Requirement.
Keep only those lines of the records that include the string "blue".

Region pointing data
⁂

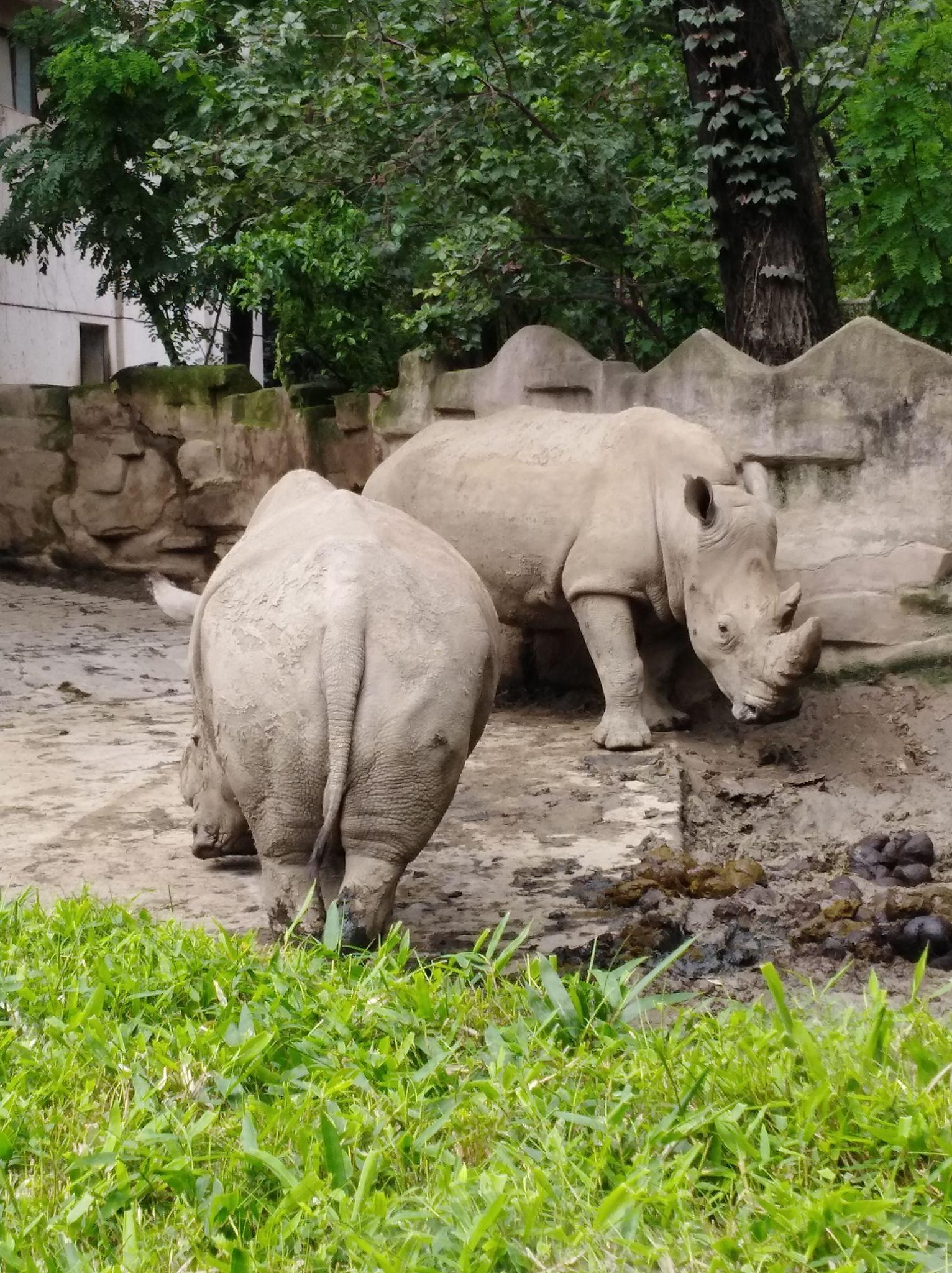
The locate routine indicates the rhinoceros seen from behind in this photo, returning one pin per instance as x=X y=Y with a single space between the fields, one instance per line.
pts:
x=344 y=661
x=634 y=522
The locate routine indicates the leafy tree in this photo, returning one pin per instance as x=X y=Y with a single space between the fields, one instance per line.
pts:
x=411 y=177
x=86 y=168
x=390 y=173
x=896 y=203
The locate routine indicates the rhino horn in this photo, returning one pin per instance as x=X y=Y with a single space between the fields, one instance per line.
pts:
x=796 y=655
x=785 y=607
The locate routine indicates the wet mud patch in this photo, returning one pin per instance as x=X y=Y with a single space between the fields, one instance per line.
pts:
x=94 y=713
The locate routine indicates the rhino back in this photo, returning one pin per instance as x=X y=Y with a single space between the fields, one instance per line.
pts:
x=428 y=630
x=517 y=492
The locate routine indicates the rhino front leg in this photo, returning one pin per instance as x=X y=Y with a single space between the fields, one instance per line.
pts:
x=609 y=630
x=367 y=895
x=659 y=657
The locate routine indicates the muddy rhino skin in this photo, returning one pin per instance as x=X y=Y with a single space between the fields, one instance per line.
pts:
x=344 y=662
x=633 y=522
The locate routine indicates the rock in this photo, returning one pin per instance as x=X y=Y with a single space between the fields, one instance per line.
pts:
x=844 y=908
x=912 y=875
x=912 y=939
x=723 y=881
x=822 y=927
x=149 y=485
x=198 y=461
x=918 y=848
x=651 y=935
x=845 y=888
x=731 y=908
x=866 y=856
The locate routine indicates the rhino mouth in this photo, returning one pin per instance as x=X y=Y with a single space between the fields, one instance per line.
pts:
x=766 y=713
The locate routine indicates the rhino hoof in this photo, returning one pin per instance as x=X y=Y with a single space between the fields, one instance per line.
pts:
x=666 y=720
x=623 y=733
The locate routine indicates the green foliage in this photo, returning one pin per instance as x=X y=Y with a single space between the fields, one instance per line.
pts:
x=173 y=1100
x=896 y=152
x=86 y=170
x=396 y=173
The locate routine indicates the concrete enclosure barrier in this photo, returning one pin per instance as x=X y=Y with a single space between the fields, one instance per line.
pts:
x=852 y=442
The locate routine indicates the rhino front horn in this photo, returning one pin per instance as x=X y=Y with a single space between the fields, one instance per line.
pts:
x=799 y=652
x=785 y=607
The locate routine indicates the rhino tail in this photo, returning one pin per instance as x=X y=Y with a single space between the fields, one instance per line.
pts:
x=342 y=668
x=175 y=602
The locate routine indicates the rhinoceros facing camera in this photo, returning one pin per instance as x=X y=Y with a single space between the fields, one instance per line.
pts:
x=610 y=516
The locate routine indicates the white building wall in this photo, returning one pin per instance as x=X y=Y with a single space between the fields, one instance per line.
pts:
x=41 y=313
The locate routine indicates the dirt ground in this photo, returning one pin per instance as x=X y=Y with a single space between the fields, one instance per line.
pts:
x=94 y=712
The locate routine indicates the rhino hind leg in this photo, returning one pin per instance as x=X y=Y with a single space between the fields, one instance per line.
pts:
x=288 y=872
x=609 y=632
x=367 y=895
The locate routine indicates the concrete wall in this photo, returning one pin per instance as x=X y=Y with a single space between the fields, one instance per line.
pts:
x=162 y=467
x=852 y=442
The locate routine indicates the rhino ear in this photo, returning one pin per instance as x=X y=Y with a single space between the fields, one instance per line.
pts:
x=699 y=499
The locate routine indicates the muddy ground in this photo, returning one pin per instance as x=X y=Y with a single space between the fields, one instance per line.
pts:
x=94 y=710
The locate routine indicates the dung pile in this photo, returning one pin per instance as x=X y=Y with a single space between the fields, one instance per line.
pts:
x=677 y=875
x=912 y=917
x=904 y=858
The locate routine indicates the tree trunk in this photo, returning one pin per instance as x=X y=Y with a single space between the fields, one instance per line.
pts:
x=762 y=180
x=241 y=334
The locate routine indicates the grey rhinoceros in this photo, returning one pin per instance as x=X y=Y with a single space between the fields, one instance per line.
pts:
x=344 y=662
x=633 y=522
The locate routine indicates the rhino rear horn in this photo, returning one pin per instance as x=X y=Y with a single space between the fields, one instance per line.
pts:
x=699 y=500
x=797 y=653
x=785 y=607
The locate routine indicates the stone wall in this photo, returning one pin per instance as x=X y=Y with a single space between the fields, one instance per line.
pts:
x=852 y=442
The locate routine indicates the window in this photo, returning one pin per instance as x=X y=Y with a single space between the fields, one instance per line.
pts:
x=93 y=354
x=17 y=83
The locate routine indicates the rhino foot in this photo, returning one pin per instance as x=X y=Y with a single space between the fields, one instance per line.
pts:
x=620 y=731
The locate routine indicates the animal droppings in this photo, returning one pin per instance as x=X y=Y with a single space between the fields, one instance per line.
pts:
x=904 y=858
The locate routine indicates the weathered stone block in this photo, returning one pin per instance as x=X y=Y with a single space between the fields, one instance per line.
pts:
x=221 y=505
x=198 y=462
x=31 y=482
x=126 y=444
x=355 y=411
x=183 y=386
x=905 y=567
x=97 y=411
x=97 y=467
x=871 y=619
x=149 y=485
x=21 y=433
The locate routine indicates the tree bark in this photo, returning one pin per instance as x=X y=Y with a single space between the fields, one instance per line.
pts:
x=766 y=200
x=241 y=334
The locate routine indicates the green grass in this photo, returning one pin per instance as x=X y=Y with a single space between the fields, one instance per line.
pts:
x=177 y=1101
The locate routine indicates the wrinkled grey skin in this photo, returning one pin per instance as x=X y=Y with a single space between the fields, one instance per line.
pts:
x=344 y=662
x=633 y=522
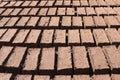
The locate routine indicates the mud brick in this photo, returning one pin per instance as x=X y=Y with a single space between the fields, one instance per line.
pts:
x=20 y=37
x=101 y=77
x=31 y=59
x=23 y=77
x=70 y=11
x=49 y=3
x=12 y=21
x=66 y=21
x=84 y=3
x=44 y=21
x=73 y=37
x=90 y=11
x=16 y=57
x=8 y=35
x=41 y=77
x=88 y=22
x=77 y=21
x=60 y=36
x=33 y=3
x=52 y=11
x=99 y=21
x=115 y=76
x=81 y=64
x=16 y=11
x=47 y=59
x=3 y=21
x=81 y=77
x=86 y=37
x=33 y=36
x=100 y=11
x=67 y=3
x=2 y=31
x=98 y=60
x=25 y=11
x=76 y=3
x=47 y=36
x=43 y=11
x=33 y=11
x=113 y=35
x=113 y=57
x=111 y=21
x=62 y=77
x=7 y=12
x=5 y=76
x=26 y=3
x=64 y=64
x=58 y=3
x=109 y=10
x=81 y=11
x=4 y=52
x=42 y=3
x=54 y=21
x=22 y=21
x=100 y=37
x=61 y=11
x=33 y=21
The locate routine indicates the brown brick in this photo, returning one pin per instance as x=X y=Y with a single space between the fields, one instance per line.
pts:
x=86 y=36
x=16 y=57
x=33 y=36
x=54 y=21
x=33 y=21
x=47 y=36
x=73 y=37
x=20 y=37
x=113 y=35
x=98 y=60
x=31 y=59
x=100 y=36
x=47 y=59
x=4 y=52
x=60 y=36
x=66 y=21
x=8 y=35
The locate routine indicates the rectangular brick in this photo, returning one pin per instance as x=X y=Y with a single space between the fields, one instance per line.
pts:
x=33 y=36
x=113 y=35
x=100 y=37
x=73 y=37
x=98 y=60
x=33 y=21
x=60 y=36
x=88 y=22
x=31 y=59
x=81 y=64
x=44 y=21
x=54 y=21
x=47 y=59
x=43 y=11
x=12 y=21
x=64 y=64
x=16 y=57
x=66 y=21
x=86 y=36
x=21 y=35
x=113 y=57
x=4 y=52
x=47 y=36
x=22 y=21
x=99 y=21
x=8 y=35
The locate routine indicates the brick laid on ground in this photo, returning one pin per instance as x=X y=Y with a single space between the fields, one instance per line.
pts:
x=16 y=57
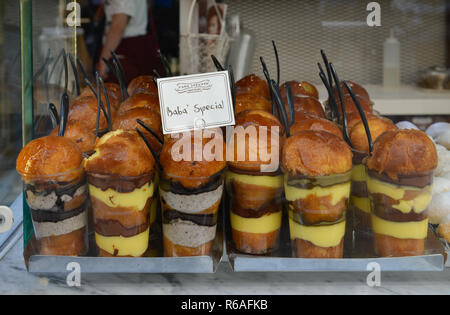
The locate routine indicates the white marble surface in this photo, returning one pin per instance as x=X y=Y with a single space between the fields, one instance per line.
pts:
x=15 y=280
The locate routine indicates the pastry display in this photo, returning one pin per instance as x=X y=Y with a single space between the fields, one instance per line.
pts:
x=400 y=177
x=254 y=185
x=317 y=171
x=55 y=189
x=315 y=123
x=142 y=85
x=359 y=201
x=191 y=188
x=121 y=185
x=252 y=84
x=305 y=105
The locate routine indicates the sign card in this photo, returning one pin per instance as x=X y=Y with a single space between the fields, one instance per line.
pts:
x=194 y=102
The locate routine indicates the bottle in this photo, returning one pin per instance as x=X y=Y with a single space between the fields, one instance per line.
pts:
x=391 y=62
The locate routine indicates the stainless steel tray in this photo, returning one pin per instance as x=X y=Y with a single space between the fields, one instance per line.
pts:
x=357 y=257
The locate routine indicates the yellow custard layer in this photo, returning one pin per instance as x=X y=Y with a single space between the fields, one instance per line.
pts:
x=268 y=181
x=153 y=211
x=362 y=204
x=265 y=224
x=320 y=235
x=136 y=199
x=418 y=205
x=359 y=173
x=337 y=192
x=134 y=246
x=395 y=192
x=400 y=230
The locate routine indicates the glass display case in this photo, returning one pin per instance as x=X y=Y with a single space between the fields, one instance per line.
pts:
x=357 y=38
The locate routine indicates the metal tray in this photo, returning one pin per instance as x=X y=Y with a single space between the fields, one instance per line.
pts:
x=92 y=264
x=357 y=257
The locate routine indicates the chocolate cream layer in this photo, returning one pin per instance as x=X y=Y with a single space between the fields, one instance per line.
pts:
x=121 y=207
x=397 y=202
x=56 y=197
x=48 y=224
x=189 y=230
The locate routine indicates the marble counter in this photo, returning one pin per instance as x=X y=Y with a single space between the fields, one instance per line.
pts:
x=15 y=280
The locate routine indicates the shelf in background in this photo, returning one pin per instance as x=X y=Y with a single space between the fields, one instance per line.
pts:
x=406 y=100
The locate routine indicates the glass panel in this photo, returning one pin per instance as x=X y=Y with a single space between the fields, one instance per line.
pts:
x=10 y=101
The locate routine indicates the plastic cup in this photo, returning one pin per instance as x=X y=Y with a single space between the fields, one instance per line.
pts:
x=189 y=215
x=255 y=210
x=121 y=207
x=58 y=209
x=317 y=214
x=399 y=213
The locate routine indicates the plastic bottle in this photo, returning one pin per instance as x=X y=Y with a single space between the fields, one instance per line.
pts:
x=391 y=62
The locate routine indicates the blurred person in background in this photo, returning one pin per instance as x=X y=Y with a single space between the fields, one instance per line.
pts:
x=130 y=33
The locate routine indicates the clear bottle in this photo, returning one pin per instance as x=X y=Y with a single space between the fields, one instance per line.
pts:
x=391 y=62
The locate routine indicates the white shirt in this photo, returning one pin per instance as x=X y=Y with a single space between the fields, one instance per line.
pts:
x=137 y=10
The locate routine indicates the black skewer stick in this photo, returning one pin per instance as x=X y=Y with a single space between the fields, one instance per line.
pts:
x=89 y=84
x=275 y=110
x=100 y=103
x=281 y=106
x=155 y=156
x=278 y=62
x=341 y=98
x=156 y=73
x=108 y=104
x=75 y=74
x=121 y=76
x=327 y=66
x=331 y=100
x=362 y=114
x=165 y=64
x=149 y=129
x=217 y=63
x=61 y=54
x=66 y=71
x=82 y=69
x=64 y=114
x=290 y=99
x=232 y=85
x=54 y=114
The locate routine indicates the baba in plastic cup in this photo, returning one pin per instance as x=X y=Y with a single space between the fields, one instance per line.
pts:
x=122 y=206
x=190 y=213
x=255 y=210
x=399 y=213
x=57 y=204
x=317 y=209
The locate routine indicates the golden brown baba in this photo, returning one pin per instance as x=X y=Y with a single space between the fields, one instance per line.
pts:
x=122 y=153
x=403 y=152
x=142 y=84
x=316 y=153
x=79 y=133
x=256 y=118
x=192 y=171
x=358 y=89
x=300 y=89
x=316 y=123
x=306 y=104
x=377 y=126
x=251 y=101
x=252 y=84
x=141 y=100
x=49 y=156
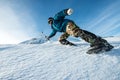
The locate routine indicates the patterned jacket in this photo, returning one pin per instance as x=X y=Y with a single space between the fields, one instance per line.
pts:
x=59 y=23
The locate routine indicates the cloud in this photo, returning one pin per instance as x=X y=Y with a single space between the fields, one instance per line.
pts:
x=107 y=20
x=14 y=27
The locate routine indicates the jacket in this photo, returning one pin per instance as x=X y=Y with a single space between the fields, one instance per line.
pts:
x=59 y=23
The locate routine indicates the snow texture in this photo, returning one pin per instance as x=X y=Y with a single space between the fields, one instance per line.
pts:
x=53 y=61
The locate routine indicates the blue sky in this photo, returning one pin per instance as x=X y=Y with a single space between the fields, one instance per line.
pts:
x=24 y=19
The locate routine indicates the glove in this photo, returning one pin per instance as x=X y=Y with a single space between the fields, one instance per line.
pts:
x=69 y=11
x=47 y=38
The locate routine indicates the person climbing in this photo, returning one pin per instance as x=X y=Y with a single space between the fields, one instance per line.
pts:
x=58 y=23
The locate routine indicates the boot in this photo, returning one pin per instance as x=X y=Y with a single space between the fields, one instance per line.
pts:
x=65 y=42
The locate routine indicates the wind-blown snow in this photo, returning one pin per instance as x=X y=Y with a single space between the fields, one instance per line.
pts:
x=53 y=61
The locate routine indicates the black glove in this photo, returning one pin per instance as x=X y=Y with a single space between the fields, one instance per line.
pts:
x=47 y=38
x=69 y=11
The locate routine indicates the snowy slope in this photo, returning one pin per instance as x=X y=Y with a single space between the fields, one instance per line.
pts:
x=52 y=61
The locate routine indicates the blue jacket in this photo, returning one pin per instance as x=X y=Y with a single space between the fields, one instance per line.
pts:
x=59 y=23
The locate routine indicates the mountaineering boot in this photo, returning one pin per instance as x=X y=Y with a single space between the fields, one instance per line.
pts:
x=65 y=42
x=100 y=45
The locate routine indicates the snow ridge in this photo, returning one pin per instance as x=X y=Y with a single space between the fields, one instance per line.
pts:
x=53 y=61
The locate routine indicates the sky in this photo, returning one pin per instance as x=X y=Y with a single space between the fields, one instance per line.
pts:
x=25 y=19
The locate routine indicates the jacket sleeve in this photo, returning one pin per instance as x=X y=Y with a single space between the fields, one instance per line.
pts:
x=61 y=14
x=52 y=34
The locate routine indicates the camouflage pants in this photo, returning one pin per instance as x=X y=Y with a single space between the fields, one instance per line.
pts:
x=73 y=30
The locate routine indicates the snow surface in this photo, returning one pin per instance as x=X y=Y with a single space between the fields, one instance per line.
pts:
x=53 y=61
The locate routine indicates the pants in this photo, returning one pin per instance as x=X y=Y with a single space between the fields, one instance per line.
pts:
x=73 y=30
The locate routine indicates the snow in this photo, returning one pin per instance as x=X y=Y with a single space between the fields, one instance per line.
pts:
x=53 y=61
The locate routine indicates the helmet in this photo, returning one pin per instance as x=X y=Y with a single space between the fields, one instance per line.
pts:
x=50 y=20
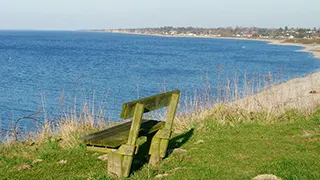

⁂

Response to this exercise.
The locate routine indicates the blue sky in this photo, returning one pin per instance as x=X y=Y with a single space between the fields, one instance per line.
The locate routine indicates the blue jacket in this photo, returning one pin per instance as x=X y=Y with a single space between the fields, one instance per line.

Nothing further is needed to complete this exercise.